Copy out every one of the records below line for line, leaving out the pictures.

begin RECORDS PROVIDED

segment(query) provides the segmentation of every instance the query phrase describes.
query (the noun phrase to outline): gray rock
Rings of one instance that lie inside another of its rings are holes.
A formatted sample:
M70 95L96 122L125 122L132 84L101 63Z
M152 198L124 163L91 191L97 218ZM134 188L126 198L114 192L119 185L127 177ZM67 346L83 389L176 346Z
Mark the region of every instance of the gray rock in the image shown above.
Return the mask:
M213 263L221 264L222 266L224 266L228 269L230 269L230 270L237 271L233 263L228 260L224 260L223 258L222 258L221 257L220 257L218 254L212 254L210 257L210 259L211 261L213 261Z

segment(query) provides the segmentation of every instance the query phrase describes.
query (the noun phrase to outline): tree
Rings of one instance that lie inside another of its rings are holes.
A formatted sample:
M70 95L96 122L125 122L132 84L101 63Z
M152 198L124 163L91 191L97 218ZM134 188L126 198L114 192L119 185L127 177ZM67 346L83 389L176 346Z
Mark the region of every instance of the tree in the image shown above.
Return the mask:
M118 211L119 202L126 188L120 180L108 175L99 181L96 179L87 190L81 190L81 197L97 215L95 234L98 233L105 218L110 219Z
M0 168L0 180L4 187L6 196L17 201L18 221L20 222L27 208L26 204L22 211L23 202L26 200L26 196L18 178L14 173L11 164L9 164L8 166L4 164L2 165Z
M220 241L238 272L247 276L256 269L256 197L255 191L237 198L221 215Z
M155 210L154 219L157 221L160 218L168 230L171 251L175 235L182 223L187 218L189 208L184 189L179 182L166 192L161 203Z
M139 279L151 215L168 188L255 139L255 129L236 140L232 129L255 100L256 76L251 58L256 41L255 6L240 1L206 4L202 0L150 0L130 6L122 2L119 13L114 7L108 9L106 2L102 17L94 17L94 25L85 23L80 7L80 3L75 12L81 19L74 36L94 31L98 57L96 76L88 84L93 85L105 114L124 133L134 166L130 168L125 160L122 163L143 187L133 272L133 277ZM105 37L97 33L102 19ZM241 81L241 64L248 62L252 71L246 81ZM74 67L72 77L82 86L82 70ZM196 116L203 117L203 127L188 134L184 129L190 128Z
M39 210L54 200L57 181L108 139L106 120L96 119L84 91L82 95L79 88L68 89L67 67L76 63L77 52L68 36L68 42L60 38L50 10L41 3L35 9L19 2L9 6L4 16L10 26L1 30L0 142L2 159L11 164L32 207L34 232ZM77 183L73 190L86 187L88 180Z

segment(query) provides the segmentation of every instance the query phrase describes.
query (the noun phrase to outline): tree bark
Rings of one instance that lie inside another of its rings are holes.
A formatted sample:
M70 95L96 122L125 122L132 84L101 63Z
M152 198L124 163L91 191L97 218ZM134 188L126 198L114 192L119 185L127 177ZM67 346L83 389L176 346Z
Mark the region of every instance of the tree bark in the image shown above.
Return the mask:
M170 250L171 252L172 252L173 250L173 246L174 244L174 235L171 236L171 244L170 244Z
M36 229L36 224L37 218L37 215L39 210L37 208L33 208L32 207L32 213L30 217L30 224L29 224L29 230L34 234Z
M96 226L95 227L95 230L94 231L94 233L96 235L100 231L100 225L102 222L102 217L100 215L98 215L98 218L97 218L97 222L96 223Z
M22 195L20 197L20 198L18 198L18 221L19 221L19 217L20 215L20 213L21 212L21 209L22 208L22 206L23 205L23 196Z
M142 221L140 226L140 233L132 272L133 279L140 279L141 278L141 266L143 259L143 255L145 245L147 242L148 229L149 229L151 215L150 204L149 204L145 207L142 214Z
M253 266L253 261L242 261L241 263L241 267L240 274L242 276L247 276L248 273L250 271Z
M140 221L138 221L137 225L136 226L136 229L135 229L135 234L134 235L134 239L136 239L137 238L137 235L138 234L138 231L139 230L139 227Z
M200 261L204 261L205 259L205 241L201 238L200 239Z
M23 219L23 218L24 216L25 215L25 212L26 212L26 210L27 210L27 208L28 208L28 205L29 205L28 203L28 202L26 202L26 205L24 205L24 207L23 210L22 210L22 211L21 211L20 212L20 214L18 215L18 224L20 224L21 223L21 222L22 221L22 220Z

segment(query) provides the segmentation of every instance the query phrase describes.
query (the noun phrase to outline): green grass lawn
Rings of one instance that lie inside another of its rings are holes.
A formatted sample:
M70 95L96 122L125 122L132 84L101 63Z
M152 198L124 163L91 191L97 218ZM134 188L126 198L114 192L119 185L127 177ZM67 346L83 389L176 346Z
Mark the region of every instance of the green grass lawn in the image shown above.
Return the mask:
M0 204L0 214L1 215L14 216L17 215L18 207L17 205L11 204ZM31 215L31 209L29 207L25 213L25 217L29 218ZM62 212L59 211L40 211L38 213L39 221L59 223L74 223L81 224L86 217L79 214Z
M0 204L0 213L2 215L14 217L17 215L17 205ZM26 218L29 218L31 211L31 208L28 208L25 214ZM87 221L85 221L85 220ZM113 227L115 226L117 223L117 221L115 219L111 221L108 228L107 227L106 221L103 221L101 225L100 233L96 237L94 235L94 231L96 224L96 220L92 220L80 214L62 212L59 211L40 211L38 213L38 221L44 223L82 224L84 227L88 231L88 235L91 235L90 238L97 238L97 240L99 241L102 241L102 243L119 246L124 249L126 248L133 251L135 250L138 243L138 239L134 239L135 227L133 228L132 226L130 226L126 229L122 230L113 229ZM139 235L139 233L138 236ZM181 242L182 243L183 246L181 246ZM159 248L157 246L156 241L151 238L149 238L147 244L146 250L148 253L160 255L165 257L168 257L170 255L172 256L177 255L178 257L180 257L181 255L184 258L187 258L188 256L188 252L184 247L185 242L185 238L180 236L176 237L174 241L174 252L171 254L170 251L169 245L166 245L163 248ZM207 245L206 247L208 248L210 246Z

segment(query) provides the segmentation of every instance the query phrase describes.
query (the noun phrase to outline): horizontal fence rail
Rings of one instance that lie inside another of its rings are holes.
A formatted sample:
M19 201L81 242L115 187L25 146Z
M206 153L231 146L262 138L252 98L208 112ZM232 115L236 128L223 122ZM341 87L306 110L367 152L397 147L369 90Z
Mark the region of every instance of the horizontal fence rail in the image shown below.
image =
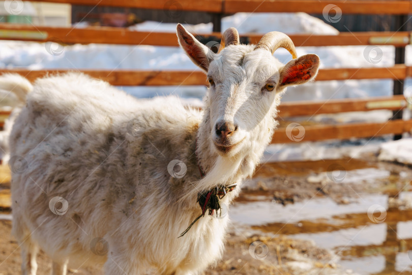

end RECORDS PROVIDED

▶ _TASK OUTPUT_:
segment(query) provides the segmentation of every instance the query phrase describes.
query (the noun phrase to outline): gray rock
Rings of one instance that lie inside another of its rings are holes.
A formatted sample:
M70 95L96 122L125 122L132 84L101 63Z
M152 198L124 163L91 191L97 218ZM134 188L126 198L114 192L119 185L127 177ZM67 346L83 389L176 346Z
Mark the region of every instance of the gray rock in the image shown above.
Return the mask:
M213 263L221 264L222 266L224 266L228 269L230 269L230 270L237 271L233 263L228 260L224 260L223 258L222 258L221 257L220 257L218 254L212 254L210 257L210 259L211 261L213 261Z

segment(query) provides the segmentation of every instance the query phrase describes.
query (the noun phrase to outline): tree
Rings of one instance that lie inside another of its rings are holes.
A formatted sample:
M70 95L96 122L125 122L132 84L101 63Z
M152 198L124 163L91 191L97 218ZM134 188L126 198L114 192L119 185L127 177ZM67 346L83 389L176 346Z
Mark the region of every instance of the tree in the image shown above.
Return the mask:
M118 211L119 202L126 188L120 180L108 175L99 181L96 179L87 190L81 190L81 197L97 215L95 234L98 233L105 218L110 219Z
M0 168L0 180L4 187L6 196L17 201L18 221L20 222L27 208L26 204L22 211L23 202L26 200L26 196L18 178L14 173L11 164L9 164L8 166L4 164L2 165Z
M220 241L238 272L247 276L256 269L256 197L255 191L237 198L221 215Z
M155 210L154 219L157 221L160 218L168 230L171 251L175 235L182 223L187 218L189 208L184 189L179 182L166 192L161 203Z
M139 279L151 215L168 188L255 139L255 129L236 140L232 129L255 100L256 76L251 58L256 41L255 6L240 1L206 4L202 0L150 0L130 6L122 2L119 13L114 7L108 9L106 2L102 17L94 17L94 25L85 23L80 7L80 3L75 12L81 19L74 36L94 31L98 57L96 76L88 84L93 85L105 114L124 133L134 166L130 168L125 160L122 163L143 187L133 272L133 277ZM105 37L97 33L102 19ZM241 81L241 64L248 62L252 71L246 81ZM74 67L72 77L82 86L82 70ZM196 116L203 117L203 127L188 134L184 129L190 128Z
M39 210L54 200L57 181L108 139L106 120L96 119L84 91L82 95L79 88L68 89L67 67L76 63L77 52L68 36L68 42L60 38L50 10L41 3L35 9L19 2L9 6L4 16L10 26L1 30L0 142L2 159L11 164L32 207L34 232ZM77 183L73 190L86 187L88 180Z

segment(query) provides the segmentation of every instance the query phrase describes.
query (the noun phrase to outline): tree bark
Rings of one instance that lie inside another of its rings are holes.
A formatted sample:
M70 95L96 122L125 122L132 84L101 63Z
M152 198L124 163L91 191L97 218ZM134 188L126 198L114 192L119 185L127 177ZM67 346L83 389L176 346Z
Mark the region of every instance of the tree bark in the image shown above.
Return the mask:
M170 250L171 252L172 252L173 250L173 246L174 244L174 235L171 236L171 244L170 244Z
M36 229L36 224L37 218L37 215L39 210L37 208L33 208L32 207L32 213L30 217L30 224L29 224L29 230L34 234Z
M96 226L95 227L95 230L94 231L94 233L96 235L100 231L100 225L102 222L102 217L100 215L98 215L98 218L97 218L97 222L96 223Z
M22 195L20 197L20 198L18 198L18 221L19 221L19 217L20 215L20 213L21 212L21 209L22 208L22 206L23 205L23 196Z
M142 221L140 226L140 233L132 272L133 279L140 279L141 278L141 266L143 259L143 255L145 245L147 242L148 229L149 229L151 215L150 204L149 204L145 207L142 214Z
M253 266L253 261L242 261L241 263L241 267L240 274L242 276L247 276L248 273L250 271Z
M140 221L138 221L137 225L136 226L136 229L135 229L135 234L134 235L134 239L136 239L137 238L137 235L138 234L138 231L139 230L139 227Z
M200 261L204 261L205 259L205 241L201 238L200 239Z
M23 219L23 218L24 216L25 215L25 212L26 212L26 210L27 210L27 208L28 208L28 205L29 205L28 203L28 202L26 202L26 205L24 205L24 207L23 210L22 210L22 211L21 211L20 212L20 214L18 215L18 224L20 224L21 223L21 222L22 221L22 220Z

segment(query) provides the segmentation of every instance the query phrase describes.
query (the noun phrase to outline): green grass lawn
Rings of one instance that lie inside another of its rings are holes.
A formatted sample:
M70 95L96 122L125 122L132 84L101 63Z
M152 198L124 163L91 191L97 218ZM134 188L126 198L114 192L119 185L127 177ZM67 346L83 389L176 346Z
Mark the region of every instance of the green grass lawn in the image shown above.
Return the mask:
M0 204L0 214L1 215L14 216L17 215L18 207L17 205L11 204ZM31 215L31 209L29 207L25 213L25 217L29 218ZM62 212L59 211L40 211L38 213L39 221L59 223L74 223L81 224L86 217L79 214Z
M0 204L0 213L2 215L14 217L17 215L17 205ZM26 218L29 218L31 211L31 208L28 208L25 214ZM87 221L85 221L85 220ZM113 227L115 226L117 223L117 221L115 219L111 221L108 228L107 227L106 221L103 221L101 225L100 233L96 237L94 235L94 231L96 224L96 220L92 220L80 214L62 212L59 211L40 211L38 213L38 221L44 223L82 224L84 227L88 231L88 235L91 235L90 238L97 238L97 240L99 241L102 241L102 243L119 246L124 249L126 248L133 251L135 250L138 243L138 239L134 239L135 227L133 228L132 226L130 226L126 229L122 230L113 229ZM139 235L139 233L138 236ZM181 242L182 243L183 246L181 246ZM159 248L157 246L156 241L151 238L149 238L147 244L146 250L148 253L160 255L165 257L168 257L170 255L172 256L177 255L178 257L180 257L181 255L184 258L187 258L188 256L188 252L184 247L185 242L185 238L180 236L176 237L174 241L174 252L171 254L170 251L169 245L166 245L163 248ZM207 245L206 247L208 248L210 246Z

segment(query) provides the segmentation of every instance the query phrase describes.
query (the noun phrase to outline): horizontal fence rail
Rings of one instance that lie inside another of its rings are holes.
A formatted sample:
M19 201L81 242L115 187L25 146Z
M206 153L231 146L262 138L252 98L208 112ZM232 115L236 128L223 122ZM341 87L306 110L367 152L397 147L369 90Z
Mark the region of every instance of the horizontal fence rail in the image shown below.
image =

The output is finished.